INPUT MATERIAL:

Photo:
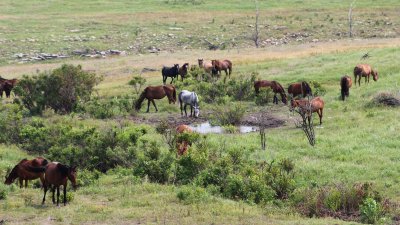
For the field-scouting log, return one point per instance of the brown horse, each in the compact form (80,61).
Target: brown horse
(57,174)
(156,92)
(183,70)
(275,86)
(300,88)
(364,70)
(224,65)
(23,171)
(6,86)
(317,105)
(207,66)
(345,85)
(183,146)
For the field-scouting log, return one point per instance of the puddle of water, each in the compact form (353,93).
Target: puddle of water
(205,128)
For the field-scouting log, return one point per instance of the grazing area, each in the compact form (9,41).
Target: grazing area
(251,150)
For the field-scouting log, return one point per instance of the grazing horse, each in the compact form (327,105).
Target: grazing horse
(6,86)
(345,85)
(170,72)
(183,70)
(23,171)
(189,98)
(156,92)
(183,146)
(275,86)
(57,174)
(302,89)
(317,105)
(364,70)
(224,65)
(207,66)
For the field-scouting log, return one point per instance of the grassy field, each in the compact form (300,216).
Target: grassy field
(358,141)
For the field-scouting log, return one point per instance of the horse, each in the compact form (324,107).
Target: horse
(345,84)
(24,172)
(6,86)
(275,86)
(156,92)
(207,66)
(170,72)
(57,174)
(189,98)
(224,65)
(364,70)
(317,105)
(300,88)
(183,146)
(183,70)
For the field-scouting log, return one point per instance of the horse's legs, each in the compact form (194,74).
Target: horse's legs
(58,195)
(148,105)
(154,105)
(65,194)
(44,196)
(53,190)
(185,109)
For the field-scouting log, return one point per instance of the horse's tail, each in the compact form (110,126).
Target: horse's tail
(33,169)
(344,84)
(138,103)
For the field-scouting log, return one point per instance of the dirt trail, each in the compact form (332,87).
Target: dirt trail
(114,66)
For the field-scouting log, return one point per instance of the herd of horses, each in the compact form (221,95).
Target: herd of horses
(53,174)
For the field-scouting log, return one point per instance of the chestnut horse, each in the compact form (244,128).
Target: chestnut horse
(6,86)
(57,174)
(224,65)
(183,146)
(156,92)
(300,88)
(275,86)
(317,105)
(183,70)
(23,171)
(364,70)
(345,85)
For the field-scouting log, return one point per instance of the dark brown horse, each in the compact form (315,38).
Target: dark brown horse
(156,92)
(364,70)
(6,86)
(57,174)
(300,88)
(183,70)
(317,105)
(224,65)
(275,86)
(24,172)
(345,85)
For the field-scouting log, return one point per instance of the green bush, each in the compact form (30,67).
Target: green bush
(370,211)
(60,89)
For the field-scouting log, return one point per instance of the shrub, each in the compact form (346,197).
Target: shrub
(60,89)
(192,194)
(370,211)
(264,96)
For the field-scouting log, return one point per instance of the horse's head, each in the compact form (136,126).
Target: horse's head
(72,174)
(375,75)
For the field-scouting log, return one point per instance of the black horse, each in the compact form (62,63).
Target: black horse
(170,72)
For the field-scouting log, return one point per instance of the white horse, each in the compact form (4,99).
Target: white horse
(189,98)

WHAT THE EXERCISE ASKS: The data above needs to be retyped exactly, with the images left out.

CORRECT RESPONSE:
Photo:
For the field-scouting log, return one point per instance of the brown horse, each in the compact form (80,61).
Target: brown horse
(57,174)
(156,92)
(183,70)
(275,86)
(300,88)
(364,70)
(224,65)
(23,171)
(6,86)
(317,105)
(207,66)
(345,85)
(183,146)
For the field-scouting log, return one point per instance of the puddle of water, each in the compact form (353,93).
Target: puddle of water
(205,128)
For the field-scouting log, return one point per instance of the grazing area, each in the compact form (9,41).
Target: grazing area
(251,150)
For the field-scouting log, return one point per instance of the grazing horse, each in the compact form (327,105).
Target: grazing horse
(6,86)
(345,85)
(170,72)
(183,70)
(23,171)
(189,98)
(156,92)
(183,146)
(275,86)
(57,174)
(302,89)
(317,105)
(364,70)
(224,65)
(207,66)
For the field-scouting log, return one point per instance of the grassy field, each in the compact form (300,216).
Target: grassy field
(358,141)
For the field-scouting log, return one point per instance of the horse, each in the compact form (324,107).
Target: horse
(345,84)
(24,172)
(6,86)
(275,86)
(156,92)
(207,66)
(170,72)
(57,174)
(189,98)
(224,65)
(364,70)
(317,105)
(300,88)
(183,146)
(183,70)
For the field-scouting log, return one point per instance of the horse's legs, each in the compact form (194,74).
Target: horse's legs
(58,195)
(148,105)
(154,105)
(65,194)
(44,196)
(53,190)
(185,109)
For the field-scouting log, return one point per instance of the horse's tail, each in the compact form (110,126).
Target: horse's tail
(33,169)
(344,84)
(138,103)
For the field-scouting log, return one point per instance of the dirt trail, each in the compact form (332,87).
Target: dirt trail
(114,66)
For the field-scouting log, return one point per instance of the herd of horses, each in the compact form (221,95).
Target: herd of horses
(53,174)
For the field-scouting log, return one point per instance of the chestnut horse, each in the compact form (244,128).
Target: chestnut horse
(6,86)
(57,174)
(224,65)
(183,146)
(156,92)
(300,88)
(275,86)
(317,105)
(183,70)
(23,171)
(364,70)
(345,85)
For the field-scouting log, return one point per instance of the dark brown horse, each in the compact form (315,38).
Target: dark brown horse
(156,92)
(364,70)
(6,86)
(57,174)
(300,88)
(183,70)
(317,105)
(224,65)
(275,86)
(24,172)
(345,85)
For the field-scouting log, return one point per instance of the green bush, each in the compact form (30,67).
Target: green bush
(370,211)
(60,89)
For the field-scouting log, return one point per instance of the shrub, each in the compact form (346,197).
Target: shrub
(60,89)
(192,194)
(370,211)
(264,96)
For the field-scouting log, return one point per instance of the horse's head, each in the compact form (136,126).
Target: horse's head
(72,174)
(375,75)
For the field-scouting log, return one point per instance of the black horse, each in the compact form (62,63).
Target: black horse
(170,72)
For the field-scouting log, return one point per instance of the white horse, each in the compact form (4,99).
Target: white horse
(189,98)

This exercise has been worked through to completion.